## PASSAGE SHOWN
···
Most issuers of automobile receivables permit the servicers to return
possession of the underlying obligations. If the servicers were to sell these
obligations to another party, there is a risk that the purchaser would acquire
an interest superior to that of the holders of the related automobile
receivables. In addition, because of the number of vehicles involved in a
typical issuance and technical requirements under state law, the trustee for
the automobile receivables may not have an effective security interest in all
of the obligations backing such receivables. Therefore, there is a possibility
that recoveries of repossessed collateral may not, in some cases, be able to
support payments on these securities.
Asset-backed securities are relatively new instruments and may be subject to
greater risk of default during periods of economic downturn than other
instruments. Also, the secondary market for certain asset-backed securities
may not be as liquid as the market for other types of securities, which could
result in a Fund's experiencing difficulty in valuing or liquidating such
securities. In certain circumstances, asset-backed securities may be
considered illiquid securities subject to the percentage limitations described
below under "Illiquid Securities."
···
## LIST OF TASKS
1. Answer these questions about the passage on asset-backed securities:
(a) Who might not have an effective security interest in all of the obligations backing automobile receivables?
(b) During what periods may asset-backed securities be subject to greater risk of default?
(c) Under what heading are the percentage limitations on illiquid securities described?
2. Extract the part of the passage on asset-backed securities that begins at the words "Most issuers of" and stops after the words "on these securities.", copying it word for word.
3. Continue the passage on asset-backed securities from the point where it stops.

(Dataset rows on where objects appear)
···
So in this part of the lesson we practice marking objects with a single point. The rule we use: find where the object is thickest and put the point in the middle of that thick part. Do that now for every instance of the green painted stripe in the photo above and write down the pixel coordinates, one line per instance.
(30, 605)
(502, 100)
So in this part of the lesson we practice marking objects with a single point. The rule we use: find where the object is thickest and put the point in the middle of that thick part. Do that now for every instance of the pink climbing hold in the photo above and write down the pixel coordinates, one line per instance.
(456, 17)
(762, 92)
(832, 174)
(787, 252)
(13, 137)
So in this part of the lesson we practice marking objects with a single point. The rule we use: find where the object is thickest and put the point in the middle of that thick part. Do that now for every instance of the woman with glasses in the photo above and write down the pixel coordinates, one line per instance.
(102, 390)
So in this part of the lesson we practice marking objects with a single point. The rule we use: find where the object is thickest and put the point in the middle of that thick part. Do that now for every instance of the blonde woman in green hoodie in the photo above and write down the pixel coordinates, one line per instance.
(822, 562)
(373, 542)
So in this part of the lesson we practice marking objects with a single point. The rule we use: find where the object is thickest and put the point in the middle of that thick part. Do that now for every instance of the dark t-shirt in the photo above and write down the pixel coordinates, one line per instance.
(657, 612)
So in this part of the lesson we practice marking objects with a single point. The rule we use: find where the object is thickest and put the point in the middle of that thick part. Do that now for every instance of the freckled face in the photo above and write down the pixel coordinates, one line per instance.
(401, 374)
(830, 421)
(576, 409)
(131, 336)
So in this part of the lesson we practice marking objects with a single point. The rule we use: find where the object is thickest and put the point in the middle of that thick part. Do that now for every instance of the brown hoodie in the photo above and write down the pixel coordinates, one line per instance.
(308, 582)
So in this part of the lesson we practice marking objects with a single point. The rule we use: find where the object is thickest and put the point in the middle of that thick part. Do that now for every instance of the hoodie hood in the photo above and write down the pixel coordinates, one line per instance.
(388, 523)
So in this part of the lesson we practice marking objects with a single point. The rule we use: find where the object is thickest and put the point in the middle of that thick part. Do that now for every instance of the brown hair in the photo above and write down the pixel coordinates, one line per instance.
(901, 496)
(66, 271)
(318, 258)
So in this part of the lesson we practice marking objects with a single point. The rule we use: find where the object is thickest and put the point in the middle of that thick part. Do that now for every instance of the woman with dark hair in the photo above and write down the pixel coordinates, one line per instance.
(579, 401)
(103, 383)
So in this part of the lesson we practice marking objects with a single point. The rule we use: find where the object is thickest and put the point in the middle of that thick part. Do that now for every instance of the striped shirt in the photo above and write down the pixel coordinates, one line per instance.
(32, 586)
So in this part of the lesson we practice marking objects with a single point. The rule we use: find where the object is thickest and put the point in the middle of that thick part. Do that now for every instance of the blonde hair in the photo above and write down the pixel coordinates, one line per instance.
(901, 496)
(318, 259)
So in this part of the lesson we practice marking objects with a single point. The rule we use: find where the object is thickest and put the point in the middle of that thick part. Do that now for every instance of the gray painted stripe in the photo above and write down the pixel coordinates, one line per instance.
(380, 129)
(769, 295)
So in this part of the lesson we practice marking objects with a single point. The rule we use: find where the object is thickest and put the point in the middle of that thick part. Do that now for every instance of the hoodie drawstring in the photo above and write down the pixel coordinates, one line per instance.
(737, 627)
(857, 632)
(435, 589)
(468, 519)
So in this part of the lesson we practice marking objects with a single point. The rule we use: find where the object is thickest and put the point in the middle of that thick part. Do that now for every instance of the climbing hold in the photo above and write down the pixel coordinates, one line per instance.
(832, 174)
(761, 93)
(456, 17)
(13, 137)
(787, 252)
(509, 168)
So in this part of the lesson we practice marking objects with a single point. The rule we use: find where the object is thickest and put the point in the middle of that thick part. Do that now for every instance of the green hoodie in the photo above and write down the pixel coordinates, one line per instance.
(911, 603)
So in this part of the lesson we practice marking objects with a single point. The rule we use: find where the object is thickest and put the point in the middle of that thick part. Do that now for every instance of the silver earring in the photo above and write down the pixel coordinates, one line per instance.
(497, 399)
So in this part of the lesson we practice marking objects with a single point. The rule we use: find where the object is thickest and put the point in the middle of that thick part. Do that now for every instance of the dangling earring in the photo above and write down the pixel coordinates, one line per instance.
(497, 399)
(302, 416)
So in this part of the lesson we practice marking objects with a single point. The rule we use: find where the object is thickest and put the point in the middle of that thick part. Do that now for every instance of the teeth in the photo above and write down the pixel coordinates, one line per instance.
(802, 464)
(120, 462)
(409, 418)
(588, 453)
···
## EXERCISE RESULTS
1.
(a) The trustee for the automobile receivables.
(b) Periods of economic downturn.
(c) "Illiquid Securities."

2.
Most issuers of automobile receivables permit the servicers to return
possession of the underlying obligations. If the servicers were to sell these
obligations to another party, there is a risk that the purchaser would acquire
an interest superior to that of the holders of the related automobile
receivables. In addition, because of the number of vehicles involved in a
typical issuance and technical requirements under state law, the trustee for
the automobile receivables may not have an effective security interest in all
of the obligations backing such receivables. Therefore, there is a possibility
that recoveries of repossessed collateral may not, in some cases, be able to
support payments on these securities.

3.
MORTGAGE DOLLAR ROLLS
The Short-Term Government, Bond and Balanced Funds may enter into mortgage
"dollar rolls" in which a Fund sells securities for delivery in the current
month and simultaneously contracts with the same counterparty to repurchase
similar (same type, coupon and maturity) but not identical securities on a
specified future date. A Fund gives up the right to receive principal and
interest paid on the securities sold. However, a Fund would benefit to the
extent of any difference between the price received for the securities sold
and the lower forward price for the future purchase (often referred to as the
"drop") or fee income plus the interest earned on the cash proceeds of the
securities sold until the settlement date of the forward purchase. Unless such
benefits exceed the income, capital appreciation, and gain or loss due to
mortgage prepayments that would have been realized on the securities sold as
part of the mortgage dollar roll, the use of this technique will diminish the
investment performance of a Fund. A Fund will hold and maintain in a
segregated account until the settlement date cash or liquid, high grade debt
securities in an amount equal to the forward purchase price. The benefits
derived from the use of mortgage dollar rolls may depend upon the Advisor's
ability to correctly predict mortgage prepayments and interest rates. There is
no assurance that mortgage dollar rolls can be successfully employed.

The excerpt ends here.